**EXERCISE INSTRUCTIONS**
1. Translate this sentence from the interview excerpt into Spanish: "She took me into her bedroom and showed me other photographs of her three little ones, such healthy children."
2. Answer from the interview excerpt:
(a) What is the motion picture Bergman made in Paris called in France?
(b) In which month does she expect to take a house in Paris?
(c) Besides a little English, what language do her children speak?
3. Retype the interview excerpt from "This was the" down to "such healthy children.".

**DOCUMENT TEXT**
This was the only time any tinge of annoyance crept into Bergman’s voice. And she quickly laughed that off and changed the subject.
“I do want you to see the motion picture I made in Paris,” she said. “It’s called Elena And The Men. At least, that’s what they call it in France. It reminds me of Sarotoga Trunk which was always one of my favorite pictures.”
“Have you any plans ever to return to America?” I asked.
“No, I have no immediate plans,” she said. “I expect to be in Paris a long time—I mean I hope to be and I shall have my children there with me while I am in Tea And Sympathy. I expect to take a house when we move there in October.”
She took me into her bedroom and showed me other photographs of her three little ones, such healthy children.
“I suppose they speak only Italian,” I said. “No, they speak a little English and Swedish,” Ingrid replied. “I want them to be accomplished linguists. Today that’s an important part of everyone’s education.”

**RECORDED INFORMATION**
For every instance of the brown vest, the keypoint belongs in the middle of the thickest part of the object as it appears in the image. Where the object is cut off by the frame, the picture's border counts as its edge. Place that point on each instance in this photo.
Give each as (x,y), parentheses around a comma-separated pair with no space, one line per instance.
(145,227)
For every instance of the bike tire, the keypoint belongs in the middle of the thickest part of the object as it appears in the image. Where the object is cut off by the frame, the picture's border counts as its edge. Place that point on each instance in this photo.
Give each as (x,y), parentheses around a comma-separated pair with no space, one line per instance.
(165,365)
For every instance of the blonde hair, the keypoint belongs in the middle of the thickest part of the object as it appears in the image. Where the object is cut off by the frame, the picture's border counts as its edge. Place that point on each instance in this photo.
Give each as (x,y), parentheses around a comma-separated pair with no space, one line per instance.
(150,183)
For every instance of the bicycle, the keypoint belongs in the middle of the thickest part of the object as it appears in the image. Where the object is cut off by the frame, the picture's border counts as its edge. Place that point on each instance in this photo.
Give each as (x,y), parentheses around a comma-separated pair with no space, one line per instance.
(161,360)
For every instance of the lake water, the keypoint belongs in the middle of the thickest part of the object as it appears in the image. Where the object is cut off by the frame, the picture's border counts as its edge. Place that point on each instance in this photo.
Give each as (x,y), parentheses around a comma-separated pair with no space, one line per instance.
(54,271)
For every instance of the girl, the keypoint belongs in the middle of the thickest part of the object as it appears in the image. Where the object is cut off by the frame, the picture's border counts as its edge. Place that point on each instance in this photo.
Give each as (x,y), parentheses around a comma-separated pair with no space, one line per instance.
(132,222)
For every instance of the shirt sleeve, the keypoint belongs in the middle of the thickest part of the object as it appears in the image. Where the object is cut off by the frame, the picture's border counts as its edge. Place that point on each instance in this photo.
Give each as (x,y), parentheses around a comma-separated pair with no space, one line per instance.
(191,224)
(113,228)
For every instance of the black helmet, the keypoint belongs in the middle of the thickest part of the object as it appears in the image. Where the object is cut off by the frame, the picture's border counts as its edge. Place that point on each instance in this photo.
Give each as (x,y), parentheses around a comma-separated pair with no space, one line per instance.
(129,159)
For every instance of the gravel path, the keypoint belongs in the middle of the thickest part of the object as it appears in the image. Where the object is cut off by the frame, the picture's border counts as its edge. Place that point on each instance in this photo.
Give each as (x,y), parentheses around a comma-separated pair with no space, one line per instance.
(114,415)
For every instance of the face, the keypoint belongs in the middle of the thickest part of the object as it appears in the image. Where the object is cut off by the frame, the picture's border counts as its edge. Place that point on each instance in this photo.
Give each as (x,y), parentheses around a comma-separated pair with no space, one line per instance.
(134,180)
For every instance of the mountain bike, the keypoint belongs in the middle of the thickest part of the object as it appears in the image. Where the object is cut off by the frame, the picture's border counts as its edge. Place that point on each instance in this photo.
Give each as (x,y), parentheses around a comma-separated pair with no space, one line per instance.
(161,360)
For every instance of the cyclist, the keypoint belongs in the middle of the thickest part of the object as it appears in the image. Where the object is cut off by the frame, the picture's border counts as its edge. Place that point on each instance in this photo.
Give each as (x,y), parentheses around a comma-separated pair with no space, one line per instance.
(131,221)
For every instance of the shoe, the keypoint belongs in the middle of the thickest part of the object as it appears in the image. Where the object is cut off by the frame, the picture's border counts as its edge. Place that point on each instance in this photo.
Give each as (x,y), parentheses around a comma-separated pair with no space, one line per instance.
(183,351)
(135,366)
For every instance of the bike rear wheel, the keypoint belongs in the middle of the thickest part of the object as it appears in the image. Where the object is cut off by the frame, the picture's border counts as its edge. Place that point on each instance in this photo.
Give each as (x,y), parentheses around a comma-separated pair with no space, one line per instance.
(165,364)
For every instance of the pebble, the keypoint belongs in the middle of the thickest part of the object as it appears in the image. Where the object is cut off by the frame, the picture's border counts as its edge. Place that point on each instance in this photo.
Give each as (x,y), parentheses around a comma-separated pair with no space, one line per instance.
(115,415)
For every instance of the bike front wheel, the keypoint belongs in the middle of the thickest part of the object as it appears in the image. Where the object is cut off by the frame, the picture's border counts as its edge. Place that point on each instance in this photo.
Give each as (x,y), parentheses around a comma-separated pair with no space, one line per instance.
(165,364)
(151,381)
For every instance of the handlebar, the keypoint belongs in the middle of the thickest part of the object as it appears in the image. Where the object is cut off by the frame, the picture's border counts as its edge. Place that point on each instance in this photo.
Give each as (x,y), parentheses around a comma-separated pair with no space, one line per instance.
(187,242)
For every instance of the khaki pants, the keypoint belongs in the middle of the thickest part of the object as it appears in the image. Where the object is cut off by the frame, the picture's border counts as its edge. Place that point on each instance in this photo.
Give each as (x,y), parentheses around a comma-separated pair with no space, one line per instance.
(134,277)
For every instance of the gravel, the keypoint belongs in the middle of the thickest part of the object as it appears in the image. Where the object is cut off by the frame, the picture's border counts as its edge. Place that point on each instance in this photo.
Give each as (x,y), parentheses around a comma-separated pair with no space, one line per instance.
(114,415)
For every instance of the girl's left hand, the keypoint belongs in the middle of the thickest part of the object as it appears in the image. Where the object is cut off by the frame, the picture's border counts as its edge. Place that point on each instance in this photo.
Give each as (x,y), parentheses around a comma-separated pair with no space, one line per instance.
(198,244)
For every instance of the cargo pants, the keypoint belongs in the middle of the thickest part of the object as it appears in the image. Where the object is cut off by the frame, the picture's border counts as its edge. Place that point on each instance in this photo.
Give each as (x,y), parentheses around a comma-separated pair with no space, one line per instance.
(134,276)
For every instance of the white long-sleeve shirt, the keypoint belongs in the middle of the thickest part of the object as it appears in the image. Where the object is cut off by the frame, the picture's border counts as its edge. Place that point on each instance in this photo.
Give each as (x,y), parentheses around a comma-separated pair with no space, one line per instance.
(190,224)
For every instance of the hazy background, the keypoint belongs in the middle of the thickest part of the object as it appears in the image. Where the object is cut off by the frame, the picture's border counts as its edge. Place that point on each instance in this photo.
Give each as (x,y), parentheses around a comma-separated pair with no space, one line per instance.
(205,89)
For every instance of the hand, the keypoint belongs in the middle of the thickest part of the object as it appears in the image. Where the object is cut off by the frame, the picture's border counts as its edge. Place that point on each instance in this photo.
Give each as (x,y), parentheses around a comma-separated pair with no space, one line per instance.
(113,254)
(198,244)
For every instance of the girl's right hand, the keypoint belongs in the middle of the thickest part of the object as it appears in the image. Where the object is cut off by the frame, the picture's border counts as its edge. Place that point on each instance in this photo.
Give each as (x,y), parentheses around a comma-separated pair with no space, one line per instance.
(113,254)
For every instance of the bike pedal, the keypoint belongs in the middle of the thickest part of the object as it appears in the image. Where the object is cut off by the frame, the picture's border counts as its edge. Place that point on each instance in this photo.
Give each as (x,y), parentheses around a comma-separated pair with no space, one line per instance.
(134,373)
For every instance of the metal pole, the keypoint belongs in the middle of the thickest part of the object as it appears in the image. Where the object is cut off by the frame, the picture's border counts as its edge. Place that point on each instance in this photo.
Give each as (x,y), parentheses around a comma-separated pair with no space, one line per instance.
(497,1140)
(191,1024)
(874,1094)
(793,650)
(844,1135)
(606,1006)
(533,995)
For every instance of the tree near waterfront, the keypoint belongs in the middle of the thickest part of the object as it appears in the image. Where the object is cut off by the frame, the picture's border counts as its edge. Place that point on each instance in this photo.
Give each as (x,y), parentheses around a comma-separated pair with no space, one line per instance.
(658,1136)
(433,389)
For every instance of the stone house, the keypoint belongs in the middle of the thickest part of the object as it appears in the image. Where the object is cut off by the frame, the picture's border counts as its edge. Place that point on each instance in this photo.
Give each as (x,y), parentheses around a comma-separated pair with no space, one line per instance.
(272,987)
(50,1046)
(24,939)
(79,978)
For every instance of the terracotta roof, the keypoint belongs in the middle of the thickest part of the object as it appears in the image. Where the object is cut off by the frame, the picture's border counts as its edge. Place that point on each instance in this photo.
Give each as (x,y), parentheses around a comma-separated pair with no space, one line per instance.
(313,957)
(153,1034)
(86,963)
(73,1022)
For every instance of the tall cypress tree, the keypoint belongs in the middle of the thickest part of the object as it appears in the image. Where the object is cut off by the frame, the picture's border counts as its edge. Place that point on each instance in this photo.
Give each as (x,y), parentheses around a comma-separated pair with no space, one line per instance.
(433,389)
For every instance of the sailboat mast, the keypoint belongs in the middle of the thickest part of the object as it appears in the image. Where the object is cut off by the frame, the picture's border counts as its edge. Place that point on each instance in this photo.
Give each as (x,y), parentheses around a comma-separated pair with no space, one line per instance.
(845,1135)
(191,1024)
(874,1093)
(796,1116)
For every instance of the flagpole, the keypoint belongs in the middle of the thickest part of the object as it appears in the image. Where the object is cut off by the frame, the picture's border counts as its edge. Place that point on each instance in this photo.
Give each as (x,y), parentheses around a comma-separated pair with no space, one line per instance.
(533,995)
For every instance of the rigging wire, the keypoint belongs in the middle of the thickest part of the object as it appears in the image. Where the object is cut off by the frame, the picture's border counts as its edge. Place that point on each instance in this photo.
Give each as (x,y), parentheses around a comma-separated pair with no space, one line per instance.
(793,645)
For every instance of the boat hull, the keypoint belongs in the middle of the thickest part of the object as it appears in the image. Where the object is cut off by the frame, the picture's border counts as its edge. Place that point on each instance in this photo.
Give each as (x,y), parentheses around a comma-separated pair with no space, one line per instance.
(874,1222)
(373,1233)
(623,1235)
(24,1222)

**COMPLETED EXERCISE**
1. Me llevó a su dormitorio y me mostró otras fotografías de sus tres pequeños, unos niños tan sanos.

2.
(a) Elena And The Men
(b) October
(c) Swedish

3.
This was the only time any tinge of annoyance crept into Bergman’s voice. And she quickly laughed that off and changed the subject.
“I do want you to see the motion picture I made in Paris,” she said. “It’s called Elena And The Men. At least, that’s what they call it in France. It reminds me of Sarotoga Trunk which was always one of my favorite pictures.”
“Have you any plans ever to return to America?” I asked.
“No, I have no immediate plans,” she said. “I expect to be in Paris a long time—I mean I hope to be and I shall have my children there with me while I am in Tea And Sympathy. I expect to take a house when we move there in October.”
She took me into her bedroom and showed me other photographs of her three little ones, such healthy children.